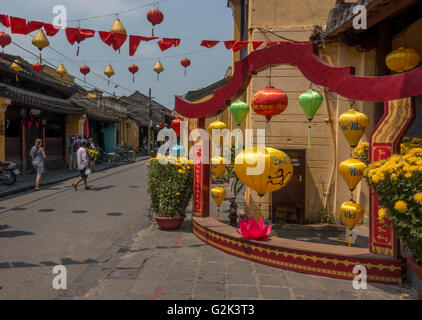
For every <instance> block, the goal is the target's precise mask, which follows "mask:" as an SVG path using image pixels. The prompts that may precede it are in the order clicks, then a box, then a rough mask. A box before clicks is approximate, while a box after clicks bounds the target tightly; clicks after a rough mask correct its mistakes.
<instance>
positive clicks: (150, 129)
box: [148, 88, 152, 155]
mask: <svg viewBox="0 0 422 320" xmlns="http://www.w3.org/2000/svg"><path fill="white" fill-rule="evenodd" d="M151 126H152V110H151V88H149V93H148V155H151V138H152V136H151V133H152V132H151Z"/></svg>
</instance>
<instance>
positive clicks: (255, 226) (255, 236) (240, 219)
mask: <svg viewBox="0 0 422 320" xmlns="http://www.w3.org/2000/svg"><path fill="white" fill-rule="evenodd" d="M239 227H240V232H239V230H238V229H236V231H237V233H238V234H240V235H241V236H243V237H244V238H246V239H262V238H265V237H268V236H269V235H270V233H271V227H272V226H266V225H264V220H263V219H262V217H260V218H259V220H258V222H256V221H255V219H254V218H253V217H249V220H248V222H245V220H243V219H240V224H239Z"/></svg>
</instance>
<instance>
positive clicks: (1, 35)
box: [0, 32, 12, 60]
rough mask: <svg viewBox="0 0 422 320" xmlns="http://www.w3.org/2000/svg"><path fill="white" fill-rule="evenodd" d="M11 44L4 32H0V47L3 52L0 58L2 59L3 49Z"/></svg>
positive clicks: (7, 37)
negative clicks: (2, 50) (1, 46)
mask: <svg viewBox="0 0 422 320" xmlns="http://www.w3.org/2000/svg"><path fill="white" fill-rule="evenodd" d="M11 42H12V38H11V37H10V36H9V35H8V34H7V33H4V32H0V46H2V48H3V51H2V53H1V58H2V60H3V58H4V47H6V46H8V45H9V44H10V43H11Z"/></svg>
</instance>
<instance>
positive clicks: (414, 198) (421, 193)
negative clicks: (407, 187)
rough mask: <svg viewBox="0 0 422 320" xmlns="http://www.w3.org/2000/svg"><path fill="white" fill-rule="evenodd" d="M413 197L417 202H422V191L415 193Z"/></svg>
mask: <svg viewBox="0 0 422 320" xmlns="http://www.w3.org/2000/svg"><path fill="white" fill-rule="evenodd" d="M413 199H414V200H415V201H416V202H417V203H419V204H422V192H418V193H417V194H415V195H414V196H413Z"/></svg>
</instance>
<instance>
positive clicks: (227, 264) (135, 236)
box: [0, 161, 417, 300]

● ● ● ● ●

**What to do:**
Make a word-for-word copy of the entries, without any pictures.

**Expected output:**
For every <instance> block, the goal is the target's precise mask, which follows "mask:" as an SVG path using image pixels. The prompts that may precede it are in the order clicks, then a box, then a rough mask. A box before clicks is approximate, while a box after clicks bounds the target tightly; clicks after a rough mask correct its mistakes.
<instance>
positive clicks: (150, 129)
box: [148, 88, 152, 155]
mask: <svg viewBox="0 0 422 320" xmlns="http://www.w3.org/2000/svg"><path fill="white" fill-rule="evenodd" d="M151 126H152V110H151V88H149V93H148V155H151V138H152V136H151V133H152V132H151Z"/></svg>
</instance>
<instance>
positive clicks: (255, 226) (255, 236) (240, 219)
mask: <svg viewBox="0 0 422 320" xmlns="http://www.w3.org/2000/svg"><path fill="white" fill-rule="evenodd" d="M239 227H240V232H239V230H238V229H236V231H237V233H238V234H240V235H241V236H243V237H244V238H246V239H262V238H265V237H268V236H269V235H270V233H271V227H272V226H266V225H264V220H263V219H262V217H260V218H259V220H258V222H256V221H255V219H254V218H253V217H249V220H248V222H245V220H243V219H240V224H239Z"/></svg>
</instance>
<instance>
positive clicks: (1, 35)
box: [0, 32, 12, 60]
rough mask: <svg viewBox="0 0 422 320" xmlns="http://www.w3.org/2000/svg"><path fill="white" fill-rule="evenodd" d="M11 44L4 32H0V47L3 52L0 58L2 59L3 49Z"/></svg>
positive clicks: (7, 37)
negative clicks: (2, 50) (1, 46)
mask: <svg viewBox="0 0 422 320" xmlns="http://www.w3.org/2000/svg"><path fill="white" fill-rule="evenodd" d="M11 42H12V38H11V37H10V36H9V35H8V34H7V33H4V32H0V46H2V48H3V51H2V53H1V58H2V60H3V58H4V47H6V46H8V45H9V44H10V43H11Z"/></svg>
</instance>
<instance>
positive clicks: (414, 198) (421, 193)
negative clicks: (407, 187)
rough mask: <svg viewBox="0 0 422 320" xmlns="http://www.w3.org/2000/svg"><path fill="white" fill-rule="evenodd" d="M413 197L417 202H422V191L415 193Z"/></svg>
mask: <svg viewBox="0 0 422 320" xmlns="http://www.w3.org/2000/svg"><path fill="white" fill-rule="evenodd" d="M413 199H414V200H415V201H416V202H417V203H419V204H422V192H418V193H417V194H415V195H414V196H413Z"/></svg>
</instance>
<instance>
positive clicks: (227, 264) (135, 236)
box: [0, 161, 417, 300]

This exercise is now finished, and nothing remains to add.